# PROBLEM DETAILS:
Search the listing below for the string "bald" and copy every line where it occurs.
───── EXCERPTED RECORDS ─────
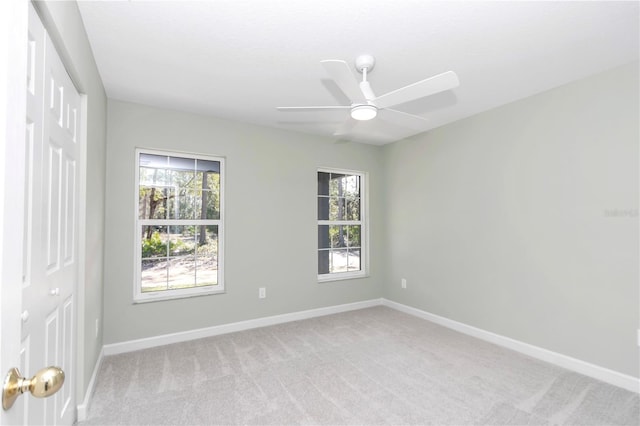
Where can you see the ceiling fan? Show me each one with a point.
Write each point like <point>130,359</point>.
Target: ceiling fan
<point>365,105</point>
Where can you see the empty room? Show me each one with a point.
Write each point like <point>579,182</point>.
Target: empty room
<point>337,212</point>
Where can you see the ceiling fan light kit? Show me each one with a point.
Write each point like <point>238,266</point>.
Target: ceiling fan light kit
<point>365,104</point>
<point>364,112</point>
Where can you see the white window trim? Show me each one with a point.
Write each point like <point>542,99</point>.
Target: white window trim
<point>364,223</point>
<point>138,295</point>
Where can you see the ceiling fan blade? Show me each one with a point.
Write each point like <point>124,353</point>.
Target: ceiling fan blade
<point>312,108</point>
<point>403,119</point>
<point>432,85</point>
<point>341,73</point>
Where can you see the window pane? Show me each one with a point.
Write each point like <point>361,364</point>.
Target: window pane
<point>337,235</point>
<point>210,167</point>
<point>182,241</point>
<point>351,186</point>
<point>182,179</point>
<point>206,255</point>
<point>336,186</point>
<point>153,161</point>
<point>180,163</point>
<point>323,183</point>
<point>154,275</point>
<point>153,176</point>
<point>353,209</point>
<point>154,241</point>
<point>152,202</point>
<point>337,208</point>
<point>352,235</point>
<point>353,261</point>
<point>181,272</point>
<point>339,260</point>
<point>323,261</point>
<point>324,239</point>
<point>180,204</point>
<point>207,186</point>
<point>323,208</point>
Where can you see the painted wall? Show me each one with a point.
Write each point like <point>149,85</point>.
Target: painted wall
<point>270,209</point>
<point>524,220</point>
<point>65,26</point>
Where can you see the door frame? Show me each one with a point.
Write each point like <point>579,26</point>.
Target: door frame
<point>13,66</point>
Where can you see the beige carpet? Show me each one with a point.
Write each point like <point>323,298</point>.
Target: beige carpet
<point>374,366</point>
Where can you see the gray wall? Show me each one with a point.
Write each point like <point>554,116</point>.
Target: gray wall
<point>66,28</point>
<point>523,220</point>
<point>270,209</point>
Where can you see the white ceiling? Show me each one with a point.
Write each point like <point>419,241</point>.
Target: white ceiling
<point>240,59</point>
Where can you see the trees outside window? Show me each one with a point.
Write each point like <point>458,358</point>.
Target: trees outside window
<point>179,224</point>
<point>341,224</point>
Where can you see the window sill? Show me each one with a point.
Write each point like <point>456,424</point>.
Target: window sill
<point>342,276</point>
<point>175,294</point>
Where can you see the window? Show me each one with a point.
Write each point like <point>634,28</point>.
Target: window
<point>179,225</point>
<point>341,225</point>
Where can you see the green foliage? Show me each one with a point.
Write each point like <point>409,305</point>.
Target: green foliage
<point>154,246</point>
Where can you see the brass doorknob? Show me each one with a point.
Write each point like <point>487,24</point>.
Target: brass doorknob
<point>45,383</point>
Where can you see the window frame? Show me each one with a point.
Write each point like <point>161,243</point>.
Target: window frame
<point>138,295</point>
<point>363,223</point>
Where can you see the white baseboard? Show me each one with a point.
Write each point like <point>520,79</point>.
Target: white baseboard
<point>166,339</point>
<point>83,409</point>
<point>604,374</point>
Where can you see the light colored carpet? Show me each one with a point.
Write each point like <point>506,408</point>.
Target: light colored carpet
<point>375,366</point>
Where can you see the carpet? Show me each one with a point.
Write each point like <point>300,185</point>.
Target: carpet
<point>374,366</point>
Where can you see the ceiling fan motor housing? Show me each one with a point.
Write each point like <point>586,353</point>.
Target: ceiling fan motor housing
<point>365,61</point>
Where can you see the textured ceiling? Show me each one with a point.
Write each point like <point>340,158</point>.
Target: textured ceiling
<point>240,59</point>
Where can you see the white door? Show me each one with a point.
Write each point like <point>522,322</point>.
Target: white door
<point>49,254</point>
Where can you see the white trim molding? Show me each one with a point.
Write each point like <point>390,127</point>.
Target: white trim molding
<point>167,339</point>
<point>83,409</point>
<point>595,371</point>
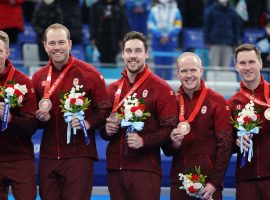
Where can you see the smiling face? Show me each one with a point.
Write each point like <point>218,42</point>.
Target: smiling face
<point>248,64</point>
<point>134,55</point>
<point>190,72</point>
<point>57,46</point>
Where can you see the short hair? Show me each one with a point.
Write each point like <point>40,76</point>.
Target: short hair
<point>4,37</point>
<point>55,27</point>
<point>246,47</point>
<point>186,54</point>
<point>135,35</point>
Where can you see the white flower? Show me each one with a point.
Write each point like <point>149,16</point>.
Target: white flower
<point>9,91</point>
<point>21,88</point>
<point>20,99</point>
<point>79,102</point>
<point>138,113</point>
<point>128,114</point>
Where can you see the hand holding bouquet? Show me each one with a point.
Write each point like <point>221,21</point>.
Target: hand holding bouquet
<point>133,113</point>
<point>247,123</point>
<point>13,95</point>
<point>73,103</point>
<point>192,182</point>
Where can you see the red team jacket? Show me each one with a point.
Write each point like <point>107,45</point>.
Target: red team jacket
<point>160,102</point>
<point>259,167</point>
<point>15,141</point>
<point>54,140</point>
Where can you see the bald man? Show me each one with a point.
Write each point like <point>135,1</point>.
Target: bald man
─────
# RESPONSE TO THE TASK:
Where can you see the bald man? Show me each one with a point.
Target: bald man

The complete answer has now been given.